WHAT YOU HAVE TO DO: Copy the line with "like [132, 278]." and all lines following it through the last line of the entries, exactly as written.

[Natural-language object grounding data]
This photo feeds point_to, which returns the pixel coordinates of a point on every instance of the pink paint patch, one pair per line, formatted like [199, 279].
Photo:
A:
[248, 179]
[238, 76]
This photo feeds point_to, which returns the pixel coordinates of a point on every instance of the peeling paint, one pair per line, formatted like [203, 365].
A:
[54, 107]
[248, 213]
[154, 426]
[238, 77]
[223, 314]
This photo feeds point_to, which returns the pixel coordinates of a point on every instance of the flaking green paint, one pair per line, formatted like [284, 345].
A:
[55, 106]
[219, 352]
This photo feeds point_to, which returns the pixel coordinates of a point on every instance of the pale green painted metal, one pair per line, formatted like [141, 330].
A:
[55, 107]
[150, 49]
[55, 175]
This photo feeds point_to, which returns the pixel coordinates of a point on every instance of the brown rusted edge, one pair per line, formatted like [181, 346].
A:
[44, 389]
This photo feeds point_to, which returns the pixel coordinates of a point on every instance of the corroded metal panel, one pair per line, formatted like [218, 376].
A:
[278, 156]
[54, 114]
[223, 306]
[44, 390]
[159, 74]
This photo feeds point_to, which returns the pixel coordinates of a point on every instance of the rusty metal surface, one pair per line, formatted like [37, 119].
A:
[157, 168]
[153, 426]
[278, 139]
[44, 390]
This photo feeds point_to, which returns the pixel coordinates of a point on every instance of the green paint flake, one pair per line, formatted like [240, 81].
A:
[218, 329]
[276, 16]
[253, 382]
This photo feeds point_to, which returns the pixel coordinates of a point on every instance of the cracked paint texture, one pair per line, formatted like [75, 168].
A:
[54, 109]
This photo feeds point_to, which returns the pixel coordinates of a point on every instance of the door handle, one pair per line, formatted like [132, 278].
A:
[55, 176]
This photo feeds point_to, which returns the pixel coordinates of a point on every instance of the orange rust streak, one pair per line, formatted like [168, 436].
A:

ANSWER TO THE PROBLEM:
This photo feeds point_to, which returns the pixel coordinates of a point on every instance of the door handle, one pair per line, formatted like [132, 278].
A:
[55, 176]
This photo feeds point_to, which returns the pixel coordinates of a point on every instance of the orange rust streak, one pair per line, formatted like [168, 436].
A:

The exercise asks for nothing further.